◆ GOAL OF THE EXERCISE:
Recast everything from the line containing "Rules: pick out every instance of the vintage" down to the line containing "point(150, 99)" in the items below as a Markdown table. Use the columns Number and Text, give each line a row number, and leave out any blank lines.

◆ LISTED RECORDS:

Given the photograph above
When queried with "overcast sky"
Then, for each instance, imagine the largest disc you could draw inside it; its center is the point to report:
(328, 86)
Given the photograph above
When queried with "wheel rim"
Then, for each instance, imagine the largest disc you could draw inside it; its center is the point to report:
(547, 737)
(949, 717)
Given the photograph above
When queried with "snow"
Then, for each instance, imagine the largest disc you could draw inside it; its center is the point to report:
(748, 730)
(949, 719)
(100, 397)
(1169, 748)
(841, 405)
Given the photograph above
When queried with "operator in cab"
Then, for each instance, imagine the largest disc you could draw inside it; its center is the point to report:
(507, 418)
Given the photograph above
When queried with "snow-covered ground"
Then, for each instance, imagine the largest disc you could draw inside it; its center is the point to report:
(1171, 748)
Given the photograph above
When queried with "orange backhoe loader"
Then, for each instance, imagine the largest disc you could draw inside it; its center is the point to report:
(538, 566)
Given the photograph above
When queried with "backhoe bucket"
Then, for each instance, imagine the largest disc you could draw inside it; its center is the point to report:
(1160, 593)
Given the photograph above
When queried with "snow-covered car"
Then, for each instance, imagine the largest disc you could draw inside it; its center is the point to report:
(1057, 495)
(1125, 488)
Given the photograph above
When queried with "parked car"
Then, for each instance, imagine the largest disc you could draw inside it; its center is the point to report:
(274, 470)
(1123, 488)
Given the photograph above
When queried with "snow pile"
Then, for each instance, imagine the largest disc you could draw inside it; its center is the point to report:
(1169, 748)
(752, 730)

==

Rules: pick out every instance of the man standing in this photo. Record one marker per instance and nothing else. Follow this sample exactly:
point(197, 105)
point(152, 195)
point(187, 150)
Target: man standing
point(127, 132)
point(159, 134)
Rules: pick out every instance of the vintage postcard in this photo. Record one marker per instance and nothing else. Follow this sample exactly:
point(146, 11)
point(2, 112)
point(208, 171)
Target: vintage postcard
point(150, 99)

◆ WRITTEN ANSWER:
| Number | Text |
|---|---|
| 1 | Rules: pick out every instance of the vintage postcard in this photo. Record one marker per instance and nothing else. Follow this sample exactly: |
| 2 | point(146, 11) |
| 3 | point(2, 112) |
| 4 | point(208, 171) |
| 5 | Target: vintage postcard |
| 6 | point(150, 99) |